Aim: Transcribe all of the data exactly. Omit the pictures.

Excerpted data:
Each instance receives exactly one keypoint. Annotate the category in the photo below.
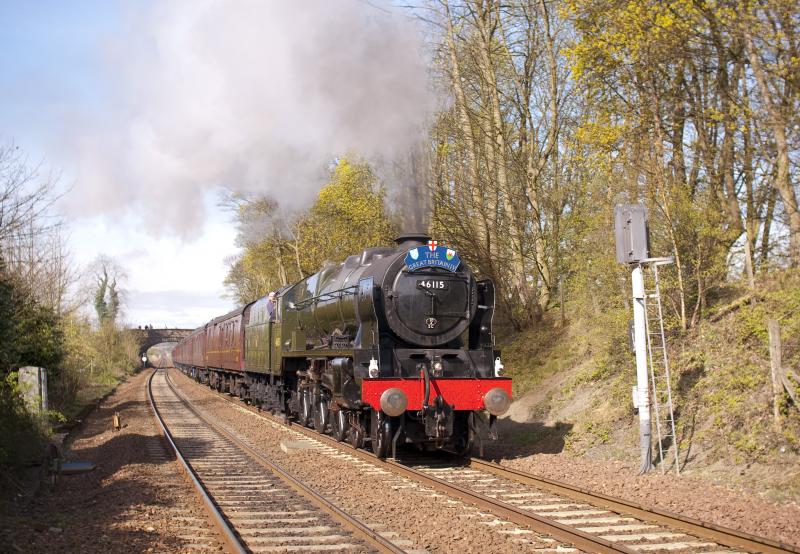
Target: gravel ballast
(136, 500)
(420, 519)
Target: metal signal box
(632, 233)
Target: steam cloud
(252, 95)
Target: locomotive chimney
(408, 240)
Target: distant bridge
(150, 337)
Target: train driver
(271, 306)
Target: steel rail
(701, 529)
(231, 540)
(358, 528)
(704, 530)
(508, 511)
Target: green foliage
(348, 216)
(21, 435)
(30, 334)
(106, 298)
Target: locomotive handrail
(339, 293)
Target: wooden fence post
(774, 330)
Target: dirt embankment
(136, 500)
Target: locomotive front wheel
(380, 434)
(306, 409)
(339, 425)
(355, 437)
(321, 416)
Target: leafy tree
(348, 216)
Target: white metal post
(640, 344)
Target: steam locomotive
(392, 346)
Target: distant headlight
(393, 402)
(497, 401)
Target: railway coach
(391, 346)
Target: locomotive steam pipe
(383, 331)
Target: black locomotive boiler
(392, 346)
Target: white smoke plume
(255, 95)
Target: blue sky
(148, 108)
(56, 71)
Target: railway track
(589, 521)
(256, 505)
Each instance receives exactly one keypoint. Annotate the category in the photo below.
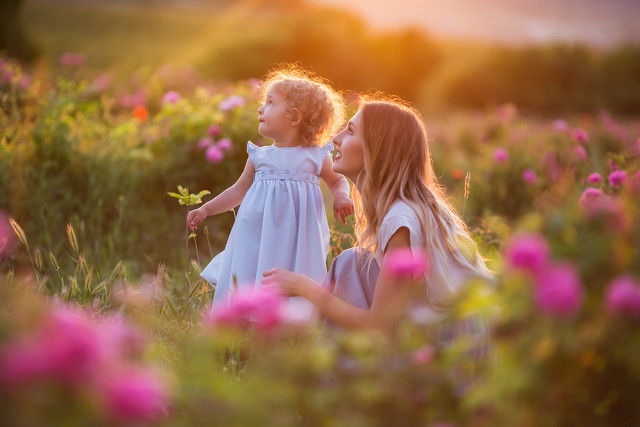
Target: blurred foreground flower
(622, 297)
(528, 251)
(558, 290)
(617, 178)
(406, 264)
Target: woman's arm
(389, 299)
(225, 201)
(339, 187)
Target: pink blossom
(579, 152)
(617, 178)
(559, 291)
(594, 178)
(580, 135)
(135, 396)
(590, 197)
(214, 154)
(204, 143)
(560, 125)
(406, 264)
(213, 130)
(232, 102)
(500, 155)
(529, 252)
(224, 144)
(264, 306)
(623, 297)
(423, 355)
(529, 176)
(171, 97)
(7, 238)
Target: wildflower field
(103, 316)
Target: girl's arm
(339, 187)
(389, 299)
(225, 201)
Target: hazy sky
(601, 22)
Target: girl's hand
(290, 284)
(195, 217)
(342, 207)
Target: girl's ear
(296, 118)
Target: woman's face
(349, 144)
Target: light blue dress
(281, 222)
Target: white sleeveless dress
(281, 222)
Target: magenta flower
(171, 97)
(560, 125)
(617, 178)
(500, 155)
(623, 297)
(529, 252)
(580, 135)
(529, 176)
(224, 144)
(204, 143)
(406, 264)
(232, 102)
(135, 396)
(559, 291)
(594, 178)
(579, 152)
(213, 130)
(591, 197)
(214, 154)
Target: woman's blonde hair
(396, 150)
(320, 108)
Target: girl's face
(272, 117)
(349, 160)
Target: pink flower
(224, 144)
(529, 176)
(617, 178)
(579, 152)
(623, 297)
(135, 396)
(232, 102)
(558, 290)
(594, 178)
(560, 125)
(264, 307)
(204, 143)
(423, 355)
(406, 264)
(591, 197)
(213, 130)
(580, 135)
(214, 154)
(500, 155)
(171, 97)
(529, 252)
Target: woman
(399, 204)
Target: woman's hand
(195, 217)
(290, 284)
(342, 207)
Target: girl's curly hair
(320, 108)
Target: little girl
(281, 221)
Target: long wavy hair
(396, 154)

Completed task:
Each instance receives exactly one keypoint. Annotate the category in the photo below.
Target: gravel ballast
(136, 500)
(420, 519)
Target: metal signal box
(632, 233)
Target: steam cloud
(252, 95)
Target: locomotive chimney
(408, 240)
Target: distant bridge
(150, 337)
Target: train driver
(271, 306)
Target: steel rail
(701, 529)
(231, 540)
(358, 528)
(704, 530)
(508, 511)
Target: green foliage
(348, 216)
(21, 435)
(30, 334)
(106, 298)
Target: locomotive handrail
(339, 293)
Target: wooden fence post
(774, 330)
Target: dirt embankment
(136, 500)
Target: locomotive front wheel
(380, 434)
(306, 409)
(339, 425)
(355, 437)
(321, 416)
Target: leafy tree
(348, 216)
Target: white metal post
(640, 344)
Target: steam locomotive
(392, 346)
Target: distant headlight
(393, 402)
(497, 401)
Target: railway coach
(391, 346)
Target: locomotive steam pipe
(383, 331)
Target: black locomotive boiler
(392, 346)
Target: white smoke plume
(255, 95)
Target: blue sky
(148, 108)
(56, 71)
Target: railway track
(589, 521)
(256, 505)
Each instance receives exactly one keypoint. Annotate the category in the photo below.
Target: blurred foreground flower
(622, 297)
(528, 251)
(558, 290)
(617, 178)
(406, 264)
Target: woman's arm
(389, 299)
(225, 201)
(339, 187)
Target: pink blossom
(579, 152)
(617, 178)
(559, 291)
(594, 178)
(580, 135)
(135, 396)
(590, 197)
(214, 154)
(204, 143)
(560, 125)
(406, 264)
(213, 130)
(232, 102)
(500, 155)
(529, 252)
(224, 144)
(264, 306)
(623, 297)
(423, 355)
(529, 176)
(171, 97)
(7, 238)
Target: wildflower field
(103, 316)
Target: girl's arm
(339, 187)
(389, 299)
(225, 201)
Target: hazy sky
(601, 22)
Target: girl's hand
(290, 284)
(195, 217)
(342, 207)
Target: girl's ear
(296, 118)
Target: woman's face
(349, 144)
Target: light blue dress
(281, 222)
Target: white sleeveless dress
(281, 222)
Target: magenta flower
(171, 97)
(560, 125)
(617, 178)
(500, 155)
(623, 297)
(529, 252)
(580, 135)
(529, 176)
(224, 144)
(204, 143)
(406, 264)
(232, 102)
(135, 396)
(559, 291)
(594, 178)
(579, 152)
(213, 130)
(591, 197)
(214, 154)
Target: woman's blonde hair
(396, 150)
(320, 108)
Target: girl's face
(272, 117)
(349, 160)
Target: pink flower
(224, 144)
(529, 176)
(617, 178)
(579, 152)
(623, 297)
(135, 396)
(232, 102)
(558, 290)
(594, 178)
(560, 125)
(264, 307)
(204, 143)
(423, 355)
(406, 264)
(591, 197)
(213, 130)
(580, 135)
(214, 154)
(500, 155)
(171, 97)
(529, 252)
Target: woman
(399, 204)
Target: woman's hand
(195, 217)
(290, 284)
(342, 207)
Target: girl's curly hair
(320, 108)
Target: little girl
(281, 221)
Target: long wavy hair
(396, 154)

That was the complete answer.